Your goal: Return every line of the data below exactly, but do not include the images.

[Provided records — start]

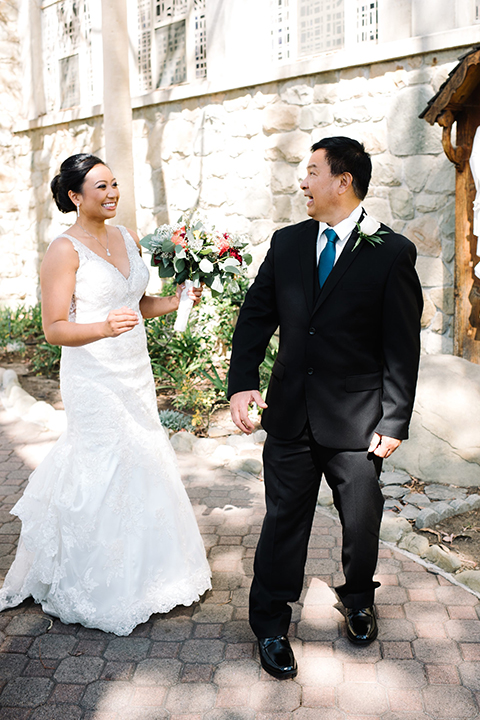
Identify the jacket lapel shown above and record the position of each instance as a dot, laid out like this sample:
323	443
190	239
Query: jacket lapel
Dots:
346	258
307	248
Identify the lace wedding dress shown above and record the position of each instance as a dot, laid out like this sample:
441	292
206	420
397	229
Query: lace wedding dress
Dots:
108	533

[Provided records — finish]

Expected answer:
Identify the jacket lapel shown above and record the position of each instance as a dot, laid out like this sample:
323	443
190	239
Query: jacket lapel
Dots:
346	258
307	248
Identify the lace wedding dress shown above and record the position of each instance as a dot, laid out like this sample:
441	292
206	420
397	229
Query: lace wedding dress
Dots:
108	533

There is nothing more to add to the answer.